WHAT IS NEEDED
Pull out every line below that contains the word "surface" and copy each one in full.

* * * * * * * * *

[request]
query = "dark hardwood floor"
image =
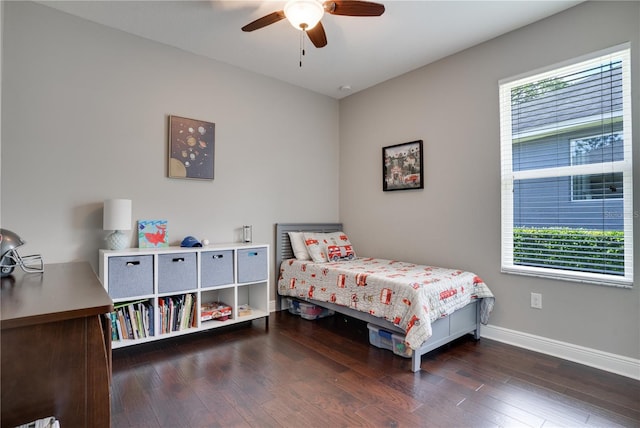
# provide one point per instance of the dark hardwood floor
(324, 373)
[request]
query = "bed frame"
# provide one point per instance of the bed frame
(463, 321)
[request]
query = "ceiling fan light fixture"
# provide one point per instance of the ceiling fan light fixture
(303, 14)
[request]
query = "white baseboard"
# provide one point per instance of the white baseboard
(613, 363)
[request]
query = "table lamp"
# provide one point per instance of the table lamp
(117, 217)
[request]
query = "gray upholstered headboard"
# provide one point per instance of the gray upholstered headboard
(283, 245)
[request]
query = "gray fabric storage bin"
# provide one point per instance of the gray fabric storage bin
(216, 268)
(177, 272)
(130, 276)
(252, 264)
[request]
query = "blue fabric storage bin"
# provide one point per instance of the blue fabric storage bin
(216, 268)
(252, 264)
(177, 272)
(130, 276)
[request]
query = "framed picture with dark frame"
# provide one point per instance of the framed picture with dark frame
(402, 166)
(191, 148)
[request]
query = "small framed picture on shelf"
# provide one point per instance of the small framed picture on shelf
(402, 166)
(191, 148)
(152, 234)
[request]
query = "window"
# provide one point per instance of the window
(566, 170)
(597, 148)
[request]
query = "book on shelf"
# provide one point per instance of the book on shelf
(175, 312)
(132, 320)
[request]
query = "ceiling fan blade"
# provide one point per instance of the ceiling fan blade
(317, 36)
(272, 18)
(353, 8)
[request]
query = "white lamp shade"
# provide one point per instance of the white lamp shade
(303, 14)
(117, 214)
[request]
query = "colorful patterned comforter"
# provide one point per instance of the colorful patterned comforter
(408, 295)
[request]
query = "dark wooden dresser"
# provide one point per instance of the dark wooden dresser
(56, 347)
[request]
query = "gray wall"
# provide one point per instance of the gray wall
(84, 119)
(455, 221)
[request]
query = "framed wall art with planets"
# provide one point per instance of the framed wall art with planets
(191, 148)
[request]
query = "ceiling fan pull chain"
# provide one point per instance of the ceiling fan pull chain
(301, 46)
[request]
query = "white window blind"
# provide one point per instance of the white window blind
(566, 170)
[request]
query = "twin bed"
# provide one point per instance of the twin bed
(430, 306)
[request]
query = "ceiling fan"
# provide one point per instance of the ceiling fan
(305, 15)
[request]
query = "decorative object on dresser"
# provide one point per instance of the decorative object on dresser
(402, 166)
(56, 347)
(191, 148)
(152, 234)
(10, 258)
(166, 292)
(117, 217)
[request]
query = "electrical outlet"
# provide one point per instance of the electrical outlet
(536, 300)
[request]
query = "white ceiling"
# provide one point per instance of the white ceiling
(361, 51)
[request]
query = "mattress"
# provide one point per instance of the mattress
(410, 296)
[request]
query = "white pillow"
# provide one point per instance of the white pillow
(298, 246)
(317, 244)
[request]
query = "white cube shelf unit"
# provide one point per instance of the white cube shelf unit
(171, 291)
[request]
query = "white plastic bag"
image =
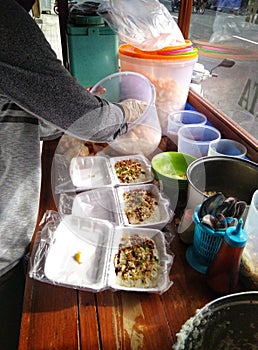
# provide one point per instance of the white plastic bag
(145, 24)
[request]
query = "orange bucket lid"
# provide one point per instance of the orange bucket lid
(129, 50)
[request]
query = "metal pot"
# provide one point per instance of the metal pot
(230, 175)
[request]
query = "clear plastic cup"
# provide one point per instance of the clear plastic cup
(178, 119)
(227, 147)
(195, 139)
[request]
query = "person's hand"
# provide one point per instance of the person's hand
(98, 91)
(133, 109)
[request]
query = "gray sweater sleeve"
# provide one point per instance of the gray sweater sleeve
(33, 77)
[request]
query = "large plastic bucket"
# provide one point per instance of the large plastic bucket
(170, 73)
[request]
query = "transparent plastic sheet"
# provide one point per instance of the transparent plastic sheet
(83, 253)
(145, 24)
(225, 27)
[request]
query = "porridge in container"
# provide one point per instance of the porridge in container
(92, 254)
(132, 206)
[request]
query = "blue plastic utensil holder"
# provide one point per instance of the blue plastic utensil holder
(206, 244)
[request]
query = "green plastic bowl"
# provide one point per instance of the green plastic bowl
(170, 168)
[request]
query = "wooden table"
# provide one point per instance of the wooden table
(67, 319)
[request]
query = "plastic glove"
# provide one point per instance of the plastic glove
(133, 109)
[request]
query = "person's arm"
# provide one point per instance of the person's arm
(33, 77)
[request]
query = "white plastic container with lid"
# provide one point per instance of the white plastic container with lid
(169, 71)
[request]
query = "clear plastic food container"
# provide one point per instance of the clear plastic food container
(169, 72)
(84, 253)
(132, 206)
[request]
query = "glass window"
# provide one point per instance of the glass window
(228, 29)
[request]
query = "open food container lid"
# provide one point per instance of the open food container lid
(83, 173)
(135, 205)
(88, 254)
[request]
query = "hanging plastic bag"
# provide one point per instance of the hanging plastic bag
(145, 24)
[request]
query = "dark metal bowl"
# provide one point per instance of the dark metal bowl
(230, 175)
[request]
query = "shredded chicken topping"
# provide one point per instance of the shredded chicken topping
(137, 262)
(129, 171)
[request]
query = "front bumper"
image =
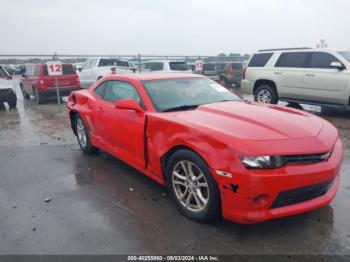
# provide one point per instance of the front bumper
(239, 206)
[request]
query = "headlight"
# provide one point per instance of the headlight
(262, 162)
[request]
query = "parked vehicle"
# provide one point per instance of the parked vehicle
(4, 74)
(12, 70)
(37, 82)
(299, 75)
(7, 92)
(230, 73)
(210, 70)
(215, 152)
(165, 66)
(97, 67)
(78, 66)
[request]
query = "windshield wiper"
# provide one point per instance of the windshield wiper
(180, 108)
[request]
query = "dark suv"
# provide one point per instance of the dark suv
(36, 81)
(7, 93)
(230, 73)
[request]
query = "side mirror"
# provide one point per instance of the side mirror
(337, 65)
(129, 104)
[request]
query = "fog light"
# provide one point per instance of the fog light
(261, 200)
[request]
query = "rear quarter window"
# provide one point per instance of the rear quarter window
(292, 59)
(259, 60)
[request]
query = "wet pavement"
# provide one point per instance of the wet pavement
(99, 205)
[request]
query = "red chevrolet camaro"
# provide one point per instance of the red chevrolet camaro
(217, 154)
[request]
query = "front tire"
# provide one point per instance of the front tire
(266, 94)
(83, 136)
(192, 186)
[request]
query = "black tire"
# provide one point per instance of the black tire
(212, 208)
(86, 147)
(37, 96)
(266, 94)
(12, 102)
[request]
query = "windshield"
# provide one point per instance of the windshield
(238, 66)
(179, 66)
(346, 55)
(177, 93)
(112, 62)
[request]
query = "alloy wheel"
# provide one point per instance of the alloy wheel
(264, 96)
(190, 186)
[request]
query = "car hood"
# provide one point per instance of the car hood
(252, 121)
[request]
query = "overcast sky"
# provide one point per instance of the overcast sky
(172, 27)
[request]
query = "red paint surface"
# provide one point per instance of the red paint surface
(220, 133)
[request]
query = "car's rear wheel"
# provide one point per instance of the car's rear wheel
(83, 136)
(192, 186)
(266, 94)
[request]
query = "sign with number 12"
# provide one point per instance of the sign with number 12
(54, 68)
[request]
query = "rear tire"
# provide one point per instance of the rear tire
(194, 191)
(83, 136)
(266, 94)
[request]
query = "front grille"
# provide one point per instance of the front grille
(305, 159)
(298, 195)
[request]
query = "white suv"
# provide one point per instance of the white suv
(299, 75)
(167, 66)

* * * * * * * * *

TASK ANSWER
query = "red paint surface"
# provide one point per instance of the red paint surface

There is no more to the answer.